begin DATASET ENTRIES

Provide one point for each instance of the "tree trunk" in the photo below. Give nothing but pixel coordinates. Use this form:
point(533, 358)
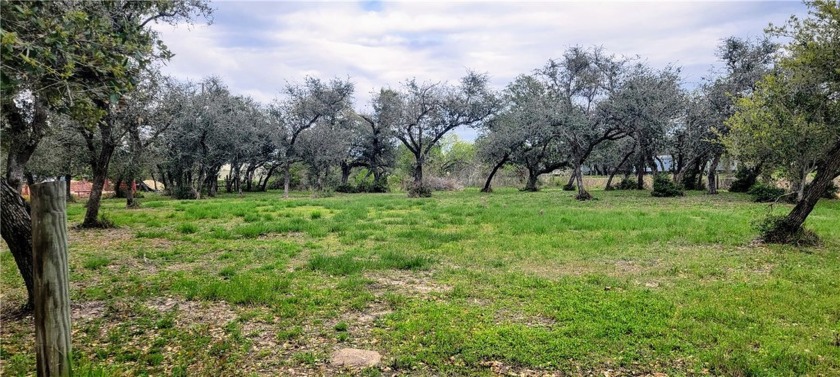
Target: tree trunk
point(582, 193)
point(92, 214)
point(118, 192)
point(51, 275)
point(16, 229)
point(640, 174)
point(418, 170)
point(713, 175)
point(570, 185)
point(286, 178)
point(792, 224)
point(99, 166)
point(264, 186)
point(531, 184)
point(130, 200)
point(614, 171)
point(345, 173)
point(496, 168)
point(69, 178)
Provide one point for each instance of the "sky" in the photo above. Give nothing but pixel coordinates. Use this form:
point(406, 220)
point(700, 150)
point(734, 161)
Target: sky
point(258, 47)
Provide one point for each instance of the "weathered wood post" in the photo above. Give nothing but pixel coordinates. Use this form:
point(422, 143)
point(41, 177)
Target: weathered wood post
point(51, 273)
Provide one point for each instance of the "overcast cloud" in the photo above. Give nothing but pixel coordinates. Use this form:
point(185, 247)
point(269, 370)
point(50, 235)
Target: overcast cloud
point(258, 46)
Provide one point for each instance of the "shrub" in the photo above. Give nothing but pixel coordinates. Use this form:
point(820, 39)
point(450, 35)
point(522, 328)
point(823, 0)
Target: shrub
point(626, 184)
point(663, 187)
point(744, 180)
point(443, 184)
point(347, 189)
point(831, 191)
point(187, 228)
point(419, 190)
point(693, 182)
point(183, 192)
point(764, 193)
point(776, 229)
point(374, 187)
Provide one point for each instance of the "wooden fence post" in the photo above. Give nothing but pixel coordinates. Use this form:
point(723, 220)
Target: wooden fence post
point(51, 275)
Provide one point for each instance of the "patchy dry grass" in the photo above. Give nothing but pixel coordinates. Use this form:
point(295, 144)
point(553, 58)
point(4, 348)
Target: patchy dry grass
point(458, 284)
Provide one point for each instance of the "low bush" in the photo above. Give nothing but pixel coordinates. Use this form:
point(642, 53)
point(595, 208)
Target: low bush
point(419, 190)
point(776, 229)
point(443, 184)
point(765, 193)
point(664, 187)
point(744, 180)
point(831, 191)
point(626, 184)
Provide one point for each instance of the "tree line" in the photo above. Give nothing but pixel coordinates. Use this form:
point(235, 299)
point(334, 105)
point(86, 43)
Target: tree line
point(82, 94)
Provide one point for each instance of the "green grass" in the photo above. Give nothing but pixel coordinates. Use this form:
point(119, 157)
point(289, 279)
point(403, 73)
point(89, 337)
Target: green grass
point(449, 285)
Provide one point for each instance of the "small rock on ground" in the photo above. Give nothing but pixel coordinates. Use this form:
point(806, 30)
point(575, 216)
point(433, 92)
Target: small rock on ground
point(352, 357)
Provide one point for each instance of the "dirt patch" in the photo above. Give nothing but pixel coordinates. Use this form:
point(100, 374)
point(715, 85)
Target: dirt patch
point(87, 310)
point(405, 282)
point(105, 239)
point(531, 320)
point(613, 268)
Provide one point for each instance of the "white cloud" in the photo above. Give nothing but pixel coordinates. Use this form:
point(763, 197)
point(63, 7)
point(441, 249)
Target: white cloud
point(257, 46)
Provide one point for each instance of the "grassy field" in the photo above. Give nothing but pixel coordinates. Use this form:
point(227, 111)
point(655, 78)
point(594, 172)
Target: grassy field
point(458, 284)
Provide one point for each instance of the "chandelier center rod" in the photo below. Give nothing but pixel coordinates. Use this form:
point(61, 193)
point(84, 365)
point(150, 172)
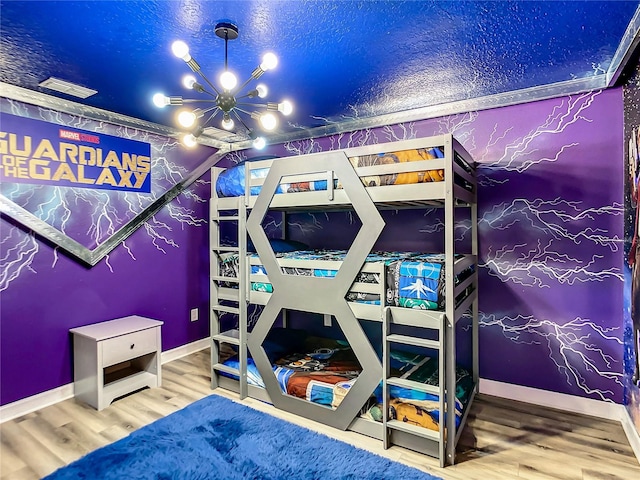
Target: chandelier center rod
point(227, 31)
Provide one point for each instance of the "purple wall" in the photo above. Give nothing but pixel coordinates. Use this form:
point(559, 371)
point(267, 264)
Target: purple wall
point(551, 276)
point(551, 234)
point(160, 271)
point(631, 175)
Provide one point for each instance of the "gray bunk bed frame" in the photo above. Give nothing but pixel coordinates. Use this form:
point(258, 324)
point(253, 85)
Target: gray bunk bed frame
point(327, 297)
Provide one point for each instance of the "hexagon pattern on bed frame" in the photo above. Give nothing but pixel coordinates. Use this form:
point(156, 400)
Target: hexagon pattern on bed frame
point(317, 295)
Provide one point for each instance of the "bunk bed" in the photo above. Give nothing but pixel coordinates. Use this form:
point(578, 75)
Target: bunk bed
point(386, 391)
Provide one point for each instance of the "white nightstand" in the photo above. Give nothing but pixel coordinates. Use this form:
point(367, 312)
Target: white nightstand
point(113, 358)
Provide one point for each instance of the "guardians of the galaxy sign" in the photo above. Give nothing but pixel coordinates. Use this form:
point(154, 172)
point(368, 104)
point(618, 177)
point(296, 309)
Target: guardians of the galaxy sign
point(38, 152)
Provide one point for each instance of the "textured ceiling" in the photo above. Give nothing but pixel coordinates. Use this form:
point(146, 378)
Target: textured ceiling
point(339, 60)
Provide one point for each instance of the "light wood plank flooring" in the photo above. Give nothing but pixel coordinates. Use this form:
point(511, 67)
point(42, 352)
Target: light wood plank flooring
point(502, 440)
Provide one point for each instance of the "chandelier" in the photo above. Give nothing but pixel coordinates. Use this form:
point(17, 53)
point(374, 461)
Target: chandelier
point(228, 99)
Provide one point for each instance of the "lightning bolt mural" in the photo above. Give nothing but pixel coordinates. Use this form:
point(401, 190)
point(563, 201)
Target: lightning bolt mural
point(540, 240)
point(101, 212)
point(579, 348)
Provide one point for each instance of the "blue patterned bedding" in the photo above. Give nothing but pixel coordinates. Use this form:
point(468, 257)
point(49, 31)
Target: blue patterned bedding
point(413, 280)
point(231, 182)
point(327, 379)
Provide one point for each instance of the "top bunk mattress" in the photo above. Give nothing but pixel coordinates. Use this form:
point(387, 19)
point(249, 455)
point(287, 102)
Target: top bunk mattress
point(231, 182)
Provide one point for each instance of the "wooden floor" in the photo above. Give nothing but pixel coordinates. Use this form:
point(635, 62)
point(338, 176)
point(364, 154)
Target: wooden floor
point(502, 439)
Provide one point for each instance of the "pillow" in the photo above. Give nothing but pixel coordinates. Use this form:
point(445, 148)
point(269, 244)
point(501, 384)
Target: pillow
point(280, 245)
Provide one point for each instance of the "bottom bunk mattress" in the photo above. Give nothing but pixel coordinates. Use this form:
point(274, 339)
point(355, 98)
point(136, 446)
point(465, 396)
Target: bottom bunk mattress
point(412, 280)
point(326, 370)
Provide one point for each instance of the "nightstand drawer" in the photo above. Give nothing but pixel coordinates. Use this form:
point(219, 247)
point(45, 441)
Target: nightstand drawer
point(129, 346)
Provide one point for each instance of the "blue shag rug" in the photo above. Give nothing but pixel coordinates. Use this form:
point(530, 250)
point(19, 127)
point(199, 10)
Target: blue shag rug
point(216, 438)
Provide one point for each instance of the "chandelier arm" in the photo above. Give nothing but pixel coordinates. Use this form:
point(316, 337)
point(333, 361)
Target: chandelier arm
point(261, 105)
point(212, 116)
point(197, 100)
point(240, 118)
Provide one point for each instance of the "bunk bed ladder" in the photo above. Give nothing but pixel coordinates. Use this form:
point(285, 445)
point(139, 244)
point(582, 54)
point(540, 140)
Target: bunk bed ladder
point(388, 381)
point(228, 300)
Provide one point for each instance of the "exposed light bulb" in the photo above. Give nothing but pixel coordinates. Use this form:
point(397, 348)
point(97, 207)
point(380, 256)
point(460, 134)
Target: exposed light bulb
point(186, 118)
point(189, 140)
point(269, 62)
point(181, 50)
point(227, 122)
point(259, 143)
point(228, 80)
point(268, 121)
point(160, 101)
point(189, 81)
point(285, 107)
point(262, 90)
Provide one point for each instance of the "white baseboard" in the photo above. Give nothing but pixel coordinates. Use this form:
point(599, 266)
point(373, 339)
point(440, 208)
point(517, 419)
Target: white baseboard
point(35, 402)
point(184, 350)
point(631, 431)
point(41, 400)
point(545, 398)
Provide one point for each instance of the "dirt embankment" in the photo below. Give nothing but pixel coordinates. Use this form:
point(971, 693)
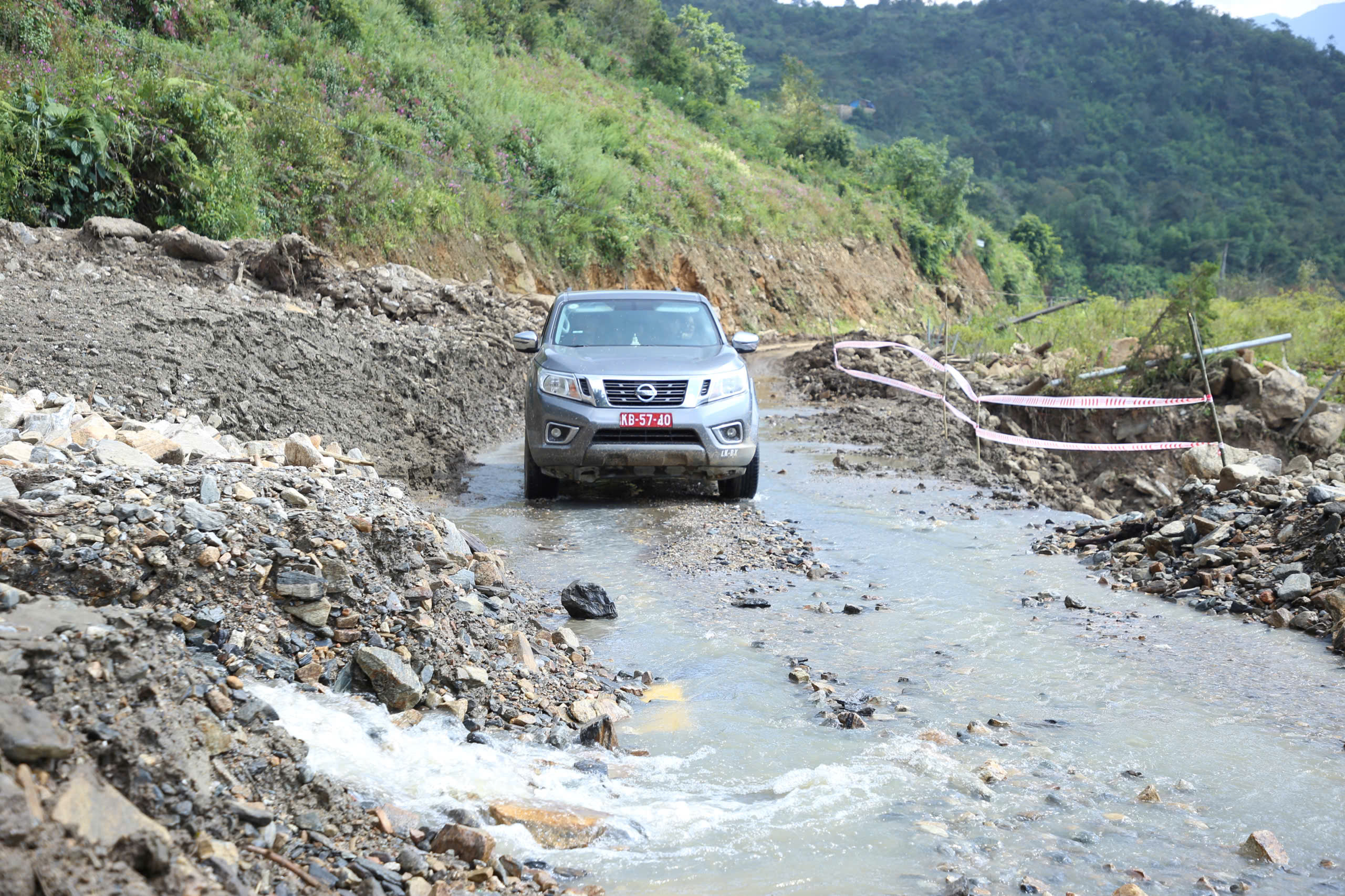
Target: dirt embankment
point(758, 287)
point(1257, 405)
point(412, 370)
point(158, 578)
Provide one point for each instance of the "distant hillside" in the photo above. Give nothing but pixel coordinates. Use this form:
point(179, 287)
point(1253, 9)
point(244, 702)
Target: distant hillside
point(600, 136)
point(1322, 26)
point(1150, 136)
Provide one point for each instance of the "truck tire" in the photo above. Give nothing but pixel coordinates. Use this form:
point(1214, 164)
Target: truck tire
point(537, 484)
point(743, 487)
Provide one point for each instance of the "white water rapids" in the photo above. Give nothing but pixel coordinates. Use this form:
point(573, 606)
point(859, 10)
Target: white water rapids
point(746, 793)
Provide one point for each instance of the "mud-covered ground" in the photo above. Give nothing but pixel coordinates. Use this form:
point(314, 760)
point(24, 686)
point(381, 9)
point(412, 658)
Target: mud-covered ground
point(898, 430)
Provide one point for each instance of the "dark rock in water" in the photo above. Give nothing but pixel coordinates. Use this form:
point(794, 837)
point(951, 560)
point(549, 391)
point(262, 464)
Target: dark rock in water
point(1286, 570)
point(587, 601)
point(467, 817)
point(394, 681)
point(592, 767)
point(474, 543)
point(1324, 493)
point(145, 852)
point(850, 721)
point(203, 518)
point(255, 708)
point(301, 586)
point(412, 860)
point(599, 734)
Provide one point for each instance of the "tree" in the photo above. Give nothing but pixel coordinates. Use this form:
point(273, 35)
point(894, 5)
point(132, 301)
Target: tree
point(725, 69)
point(807, 132)
point(1191, 294)
point(924, 176)
point(1043, 248)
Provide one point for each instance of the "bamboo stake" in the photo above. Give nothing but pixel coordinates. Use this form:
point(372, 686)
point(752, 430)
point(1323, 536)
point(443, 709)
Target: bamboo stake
point(1214, 412)
point(1312, 407)
point(288, 866)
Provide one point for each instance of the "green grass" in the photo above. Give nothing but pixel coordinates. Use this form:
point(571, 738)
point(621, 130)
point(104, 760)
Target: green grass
point(384, 135)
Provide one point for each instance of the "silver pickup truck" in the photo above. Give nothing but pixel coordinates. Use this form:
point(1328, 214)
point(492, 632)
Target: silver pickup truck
point(631, 385)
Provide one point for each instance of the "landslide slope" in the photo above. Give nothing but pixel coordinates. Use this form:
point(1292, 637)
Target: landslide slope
point(589, 144)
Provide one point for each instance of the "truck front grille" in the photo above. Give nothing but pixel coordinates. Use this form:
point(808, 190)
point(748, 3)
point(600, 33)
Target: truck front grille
point(624, 393)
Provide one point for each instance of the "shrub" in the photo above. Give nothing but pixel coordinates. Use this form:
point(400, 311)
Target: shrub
point(62, 164)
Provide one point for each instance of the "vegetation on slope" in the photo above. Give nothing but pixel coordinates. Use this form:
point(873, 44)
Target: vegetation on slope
point(587, 129)
point(1152, 136)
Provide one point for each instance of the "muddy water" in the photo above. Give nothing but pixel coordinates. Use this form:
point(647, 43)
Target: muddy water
point(1238, 727)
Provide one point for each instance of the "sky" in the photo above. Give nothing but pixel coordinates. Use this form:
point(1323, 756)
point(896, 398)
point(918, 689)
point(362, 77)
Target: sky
point(1240, 8)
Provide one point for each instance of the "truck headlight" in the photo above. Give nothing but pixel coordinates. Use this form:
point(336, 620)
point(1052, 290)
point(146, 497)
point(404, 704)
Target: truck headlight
point(725, 386)
point(562, 386)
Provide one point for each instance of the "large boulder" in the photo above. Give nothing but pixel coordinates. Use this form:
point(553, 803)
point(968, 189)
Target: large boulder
point(101, 227)
point(466, 842)
point(1282, 397)
point(182, 244)
point(100, 815)
point(13, 410)
point(1205, 461)
point(1322, 429)
point(119, 455)
point(29, 735)
point(394, 681)
point(587, 601)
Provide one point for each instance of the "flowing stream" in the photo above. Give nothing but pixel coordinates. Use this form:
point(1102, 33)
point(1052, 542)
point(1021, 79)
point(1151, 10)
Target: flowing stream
point(1236, 726)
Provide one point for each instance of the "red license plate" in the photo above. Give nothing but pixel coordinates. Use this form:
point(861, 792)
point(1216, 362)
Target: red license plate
point(648, 419)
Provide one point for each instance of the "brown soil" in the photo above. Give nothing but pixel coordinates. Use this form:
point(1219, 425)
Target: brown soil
point(416, 386)
point(758, 287)
point(887, 428)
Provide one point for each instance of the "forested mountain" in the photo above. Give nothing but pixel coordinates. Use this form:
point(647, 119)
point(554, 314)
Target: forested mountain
point(1149, 135)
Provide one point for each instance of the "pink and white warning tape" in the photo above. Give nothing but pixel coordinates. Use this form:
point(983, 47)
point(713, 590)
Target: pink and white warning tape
point(1024, 400)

end DATASET ENTRIES

[THE PROBLEM] Gather every line in the data above that contains the word "soil", matching case exactly. Copy each of those lines in full.

[RESPONSE TO THE TASK]
Provide one point for each instance of the "brown soil" in the photo above. Give nothing but pixel coordinates. Use this form:
Target: brown soil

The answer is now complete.